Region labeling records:
------------------------------------------------------------
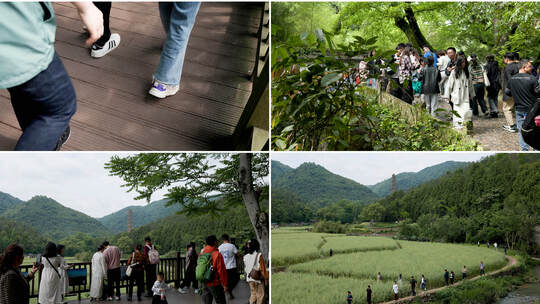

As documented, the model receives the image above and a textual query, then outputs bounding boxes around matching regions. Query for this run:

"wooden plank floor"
[69,280,250,304]
[0,2,262,151]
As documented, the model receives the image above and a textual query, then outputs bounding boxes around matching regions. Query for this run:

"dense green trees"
[379,154,540,251]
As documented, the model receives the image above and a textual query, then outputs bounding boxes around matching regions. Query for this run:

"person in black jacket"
[504,59,540,151]
[0,244,39,304]
[419,56,441,117]
[485,54,502,118]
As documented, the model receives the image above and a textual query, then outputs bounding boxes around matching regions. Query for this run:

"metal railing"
[19,252,186,300]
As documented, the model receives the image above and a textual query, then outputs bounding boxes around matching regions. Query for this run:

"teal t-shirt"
[0,2,56,89]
------------------------------------------------------------
Exercise description. Reproduce the lines word for word, starting at the first line and ending at the line that contains "[379,154,540,251]", with both ends included. Omit the pictures from your answer.

Task result.
As documented, the model receives the image above and a textual query, then outputs bounding boxes around matching regions. Query for this run:

"wooden plank floor"
[69,280,250,304]
[0,2,262,151]
As documented, the model receives the image above and a textual query, then outputs bounding boxes around matching regions. Query for this run:

"dense green trees"
[379,154,540,251]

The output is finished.